• WORK INSTRUCTIONS
Restate, word for word, every line of the data.

-- BEGIN RECORDS SUPPLIED --

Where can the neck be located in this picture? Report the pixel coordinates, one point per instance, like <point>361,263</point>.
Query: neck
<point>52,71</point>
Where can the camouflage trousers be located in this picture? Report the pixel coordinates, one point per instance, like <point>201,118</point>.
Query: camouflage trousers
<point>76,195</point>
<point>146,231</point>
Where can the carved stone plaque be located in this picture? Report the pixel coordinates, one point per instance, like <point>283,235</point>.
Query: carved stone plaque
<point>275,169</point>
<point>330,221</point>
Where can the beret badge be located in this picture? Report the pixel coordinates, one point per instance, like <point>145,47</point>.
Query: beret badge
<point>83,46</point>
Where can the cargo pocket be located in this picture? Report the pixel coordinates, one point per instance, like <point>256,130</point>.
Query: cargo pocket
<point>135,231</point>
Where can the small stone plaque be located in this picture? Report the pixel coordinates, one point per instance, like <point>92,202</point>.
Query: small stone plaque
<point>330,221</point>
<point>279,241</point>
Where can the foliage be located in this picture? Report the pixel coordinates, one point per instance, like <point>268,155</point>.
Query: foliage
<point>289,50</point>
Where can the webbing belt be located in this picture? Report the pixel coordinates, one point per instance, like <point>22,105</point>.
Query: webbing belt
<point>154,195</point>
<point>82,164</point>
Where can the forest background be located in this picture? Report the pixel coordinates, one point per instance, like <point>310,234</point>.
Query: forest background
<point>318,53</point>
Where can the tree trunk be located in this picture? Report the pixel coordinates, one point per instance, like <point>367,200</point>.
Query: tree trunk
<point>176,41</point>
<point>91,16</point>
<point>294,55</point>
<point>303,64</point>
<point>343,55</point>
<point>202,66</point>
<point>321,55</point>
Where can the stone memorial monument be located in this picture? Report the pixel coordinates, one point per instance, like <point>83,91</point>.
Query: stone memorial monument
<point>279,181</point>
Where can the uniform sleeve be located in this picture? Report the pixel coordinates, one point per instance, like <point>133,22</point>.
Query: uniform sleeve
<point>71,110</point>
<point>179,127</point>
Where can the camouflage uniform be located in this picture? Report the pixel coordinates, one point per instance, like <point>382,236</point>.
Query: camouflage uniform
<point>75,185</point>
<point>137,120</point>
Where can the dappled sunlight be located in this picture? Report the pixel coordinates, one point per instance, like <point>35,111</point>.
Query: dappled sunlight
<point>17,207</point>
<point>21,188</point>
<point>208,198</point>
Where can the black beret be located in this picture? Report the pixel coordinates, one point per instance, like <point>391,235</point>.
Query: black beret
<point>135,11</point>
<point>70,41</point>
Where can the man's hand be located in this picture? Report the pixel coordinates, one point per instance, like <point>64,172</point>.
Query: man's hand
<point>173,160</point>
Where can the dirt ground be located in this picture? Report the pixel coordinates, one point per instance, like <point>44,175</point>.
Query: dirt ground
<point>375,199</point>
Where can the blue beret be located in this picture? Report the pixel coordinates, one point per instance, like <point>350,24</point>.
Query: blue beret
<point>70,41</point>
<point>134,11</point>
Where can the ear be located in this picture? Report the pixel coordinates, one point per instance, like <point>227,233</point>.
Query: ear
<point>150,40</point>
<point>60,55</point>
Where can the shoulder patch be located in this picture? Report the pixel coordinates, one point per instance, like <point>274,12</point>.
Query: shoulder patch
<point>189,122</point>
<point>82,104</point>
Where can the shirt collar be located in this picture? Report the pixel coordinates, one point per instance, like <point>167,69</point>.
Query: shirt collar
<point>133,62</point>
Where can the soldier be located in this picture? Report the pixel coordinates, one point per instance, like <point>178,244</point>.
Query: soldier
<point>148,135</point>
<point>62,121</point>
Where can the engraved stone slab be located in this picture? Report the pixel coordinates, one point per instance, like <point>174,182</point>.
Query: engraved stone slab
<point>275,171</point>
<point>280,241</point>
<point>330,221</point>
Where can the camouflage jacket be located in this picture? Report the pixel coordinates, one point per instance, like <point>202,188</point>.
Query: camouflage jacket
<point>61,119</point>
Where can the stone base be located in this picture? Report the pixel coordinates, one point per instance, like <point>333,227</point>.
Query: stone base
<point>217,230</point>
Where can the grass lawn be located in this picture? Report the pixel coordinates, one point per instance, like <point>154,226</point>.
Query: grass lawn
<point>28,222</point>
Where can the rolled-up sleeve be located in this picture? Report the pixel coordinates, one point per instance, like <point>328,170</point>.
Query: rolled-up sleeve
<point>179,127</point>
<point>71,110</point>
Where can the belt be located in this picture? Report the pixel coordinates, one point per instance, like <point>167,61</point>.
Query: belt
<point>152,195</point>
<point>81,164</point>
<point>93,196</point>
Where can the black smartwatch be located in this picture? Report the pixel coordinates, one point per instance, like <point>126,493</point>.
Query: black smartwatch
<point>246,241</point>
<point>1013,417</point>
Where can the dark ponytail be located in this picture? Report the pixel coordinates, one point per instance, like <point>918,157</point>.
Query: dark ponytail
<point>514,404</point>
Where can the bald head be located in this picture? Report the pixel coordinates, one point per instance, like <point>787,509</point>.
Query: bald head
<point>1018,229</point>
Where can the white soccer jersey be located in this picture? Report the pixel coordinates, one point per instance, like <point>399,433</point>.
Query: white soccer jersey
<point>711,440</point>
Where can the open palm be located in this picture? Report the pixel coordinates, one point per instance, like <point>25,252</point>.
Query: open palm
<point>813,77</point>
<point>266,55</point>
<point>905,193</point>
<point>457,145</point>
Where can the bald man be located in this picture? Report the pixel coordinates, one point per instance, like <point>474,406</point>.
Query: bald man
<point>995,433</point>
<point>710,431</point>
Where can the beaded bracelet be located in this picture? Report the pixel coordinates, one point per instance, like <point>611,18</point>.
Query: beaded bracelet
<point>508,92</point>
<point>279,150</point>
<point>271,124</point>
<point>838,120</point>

-- END RECORDS SUPPLIED --

• ANSWER TO THIS EXERCISE
Where can the neck be located in this picture? Report the pixel coordinates, one point per instance, like <point>361,263</point>.
Query: neck
<point>52,71</point>
Where can the camouflage trousers be located in this picture? Report the pixel coordinates, one point per instance, like <point>201,118</point>.
Query: camouflage trousers
<point>76,195</point>
<point>146,231</point>
Where can the carved stone plaque be located in this picture? Report the pixel coordinates, one point per instance, like <point>283,235</point>.
Query: carved stone plaque
<point>275,169</point>
<point>330,221</point>
Where can the beret badge be located in this picture? Report the pixel coordinates, one point per instance, like <point>145,47</point>.
Query: beret badge
<point>83,46</point>
Where can the cargo pocket be located in this picture? Report the pixel coordinates, one point per instance, like <point>256,130</point>.
Query: cargo pocket
<point>135,231</point>
Where can the small stone plaque be located in this picture? Report the pixel coordinates, one point per instance, like <point>92,202</point>.
Query: small stone plaque
<point>330,221</point>
<point>279,241</point>
Where can the foliage be located in this picture? Report the pixel coordinates, one point per instance, like <point>268,155</point>.
Query: foliage
<point>289,50</point>
Where can the webbing belt be located in this picture? Report the pixel coordinates, one point per instance, like <point>22,105</point>.
Query: webbing belt
<point>154,195</point>
<point>82,164</point>
Where can the forest background be located in this picture? Report the pixel coordinates, one point per instance, like <point>310,234</point>.
Query: forest background
<point>318,53</point>
Where can the tree trunk be located in this picture? Report the pixel coordinates, one point per instance, like <point>367,200</point>.
Query: tree trunk
<point>176,41</point>
<point>91,16</point>
<point>294,55</point>
<point>303,64</point>
<point>343,55</point>
<point>202,66</point>
<point>321,55</point>
Where can the stone memorial monument be located in this picture? Report the pixel coordinates, one point per instance, like <point>83,91</point>.
Query: stone memorial monument
<point>279,181</point>
Where can the uniform sleeve be located in this picture? Report the pixel coordinates, one point per instance, like <point>133,22</point>.
Query: uniform sleeve
<point>71,110</point>
<point>179,127</point>
Where can the camouflage uniform be located in this picture? Report the pixel coordinates, one point per instance, like <point>382,236</point>.
Query: camouflage uniform
<point>75,185</point>
<point>137,120</point>
Where can the dappled sunlight be located in this picture? Report the pixel coordinates, one point per instance, like <point>35,111</point>.
Query: dappled sunlight
<point>17,207</point>
<point>21,188</point>
<point>208,198</point>
Where can the black beret be located in this picture? Report the pixel coordinates, one point per instance, like <point>391,235</point>.
Query: black beret
<point>135,11</point>
<point>70,41</point>
Where can the man's hand be located in this picture? Report the pixel coordinates, one point per instance, like <point>64,172</point>.
Query: man's hand
<point>173,160</point>
Where can the dirt ground be located in this picture? Report the pixel coordinates, one point per instance, like <point>44,175</point>.
Query: dirt ground
<point>375,199</point>
Where can the blue beret be located in this picture? Report the pixel coordinates, one point per instance, like <point>350,24</point>.
Query: blue beret
<point>70,41</point>
<point>134,11</point>
Where can the ear be located in this picture? Report the pixel coordinates, one point per instance, like <point>227,233</point>.
Query: ear
<point>150,40</point>
<point>60,55</point>
Where can the shoulder patch be located in this picture? Report the pixel coordinates, one point per instance, like <point>274,12</point>.
Query: shoulder patch
<point>189,122</point>
<point>82,104</point>
Where can the shirt collar be located in this picture? Report the pixel coordinates, one point per instance, like <point>167,69</point>.
Query: shirt collar
<point>133,62</point>
Where can the soldier be located in this picture? Report the pixel coordinates, one point per instance, like <point>178,244</point>.
Query: soldier
<point>148,135</point>
<point>62,121</point>
Where can the engraved stone slab be located in this picture? Report the pixel coordinates, one point per instance, like <point>174,182</point>.
Query: engraved stone slab
<point>275,171</point>
<point>280,241</point>
<point>330,221</point>
Where can the camouflage jacket be located in this picture? Report the pixel coordinates, one point per instance, like <point>202,188</point>.
Query: camouflage jacket
<point>61,119</point>
Where can the stone base be located in this picture? Report the pixel coordinates, one point per instance, like <point>333,227</point>.
Query: stone base
<point>217,230</point>
Where can the grass lawn be located in this picture? Report the pixel coordinates, one point per instance, like <point>154,226</point>.
Query: grass lawn
<point>28,222</point>
Where can the rolled-up sleeve be located in this picture? Report the pixel coordinates, one point per instance, like <point>328,170</point>.
Query: rolled-up sleeve
<point>179,127</point>
<point>71,110</point>
Where can the belt be located in this picture? Report the pixel coordinates, one point per instance, like <point>167,61</point>.
Query: belt
<point>152,195</point>
<point>81,164</point>
<point>93,196</point>
Where can the black smartwatch be located in this picture? Report the pixel coordinates, one point per instance, like <point>126,493</point>.
Query: black smartwatch
<point>246,241</point>
<point>1013,417</point>
Where can the dark ponytail be located in this picture? Report the pixel coordinates, one point per instance, like <point>918,157</point>.
Query: dark ponytail
<point>514,404</point>
Where can the bald head be located in this picture? Report the pixel coordinates, one point per instance, like <point>787,509</point>.
Query: bald head
<point>1018,229</point>
Where can the white soccer jersey be located in this picture? Report the pixel coordinates, one point per instance, like <point>399,433</point>.
Query: white soccer jersey
<point>711,440</point>
Where can the open palm be located in this picture? Report the pixel coordinates, one point per instance, like <point>25,252</point>.
Query: open palm
<point>813,77</point>
<point>266,55</point>
<point>905,193</point>
<point>457,145</point>
Where can the bald man be located in this picture? Report the pixel coordinates, one point per instance, like <point>474,406</point>.
Query: bald man
<point>995,433</point>
<point>710,431</point>
Where can the beaded bracelet be located in this picture? Report the pixel coordinates, one point per instance, like <point>611,18</point>.
Query: beaded bracelet
<point>508,92</point>
<point>279,150</point>
<point>271,124</point>
<point>838,120</point>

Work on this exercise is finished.